- Goal of the exercise:
Please count the lines in the items below that contain the word "window", and reply with that number alone.

— Start Extracted records —

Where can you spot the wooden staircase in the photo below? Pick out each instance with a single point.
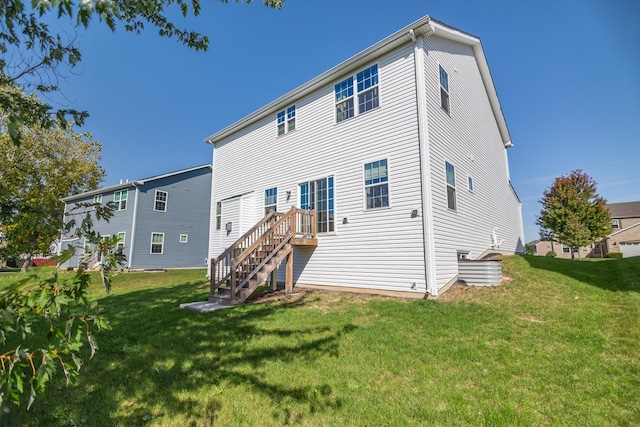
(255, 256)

— End Extracted records —
— Start Extracted records —

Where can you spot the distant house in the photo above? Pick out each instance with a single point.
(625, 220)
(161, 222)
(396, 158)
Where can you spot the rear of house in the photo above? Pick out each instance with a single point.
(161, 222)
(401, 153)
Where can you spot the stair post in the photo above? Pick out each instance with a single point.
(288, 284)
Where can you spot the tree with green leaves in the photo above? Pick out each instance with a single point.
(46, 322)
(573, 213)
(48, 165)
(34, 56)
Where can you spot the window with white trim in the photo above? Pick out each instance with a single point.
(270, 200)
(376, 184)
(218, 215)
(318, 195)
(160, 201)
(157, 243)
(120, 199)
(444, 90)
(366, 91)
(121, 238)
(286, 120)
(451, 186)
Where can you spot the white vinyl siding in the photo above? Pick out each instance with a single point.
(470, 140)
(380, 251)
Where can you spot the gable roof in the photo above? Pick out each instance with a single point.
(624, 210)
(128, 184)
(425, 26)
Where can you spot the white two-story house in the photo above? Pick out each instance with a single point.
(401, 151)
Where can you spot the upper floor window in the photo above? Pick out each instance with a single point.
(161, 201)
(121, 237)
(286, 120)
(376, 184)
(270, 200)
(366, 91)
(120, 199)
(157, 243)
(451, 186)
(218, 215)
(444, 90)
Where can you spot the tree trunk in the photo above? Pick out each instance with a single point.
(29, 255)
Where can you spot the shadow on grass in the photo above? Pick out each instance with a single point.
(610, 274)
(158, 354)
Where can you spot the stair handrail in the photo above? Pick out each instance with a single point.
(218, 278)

— End Extracted records —

- Answer below:
2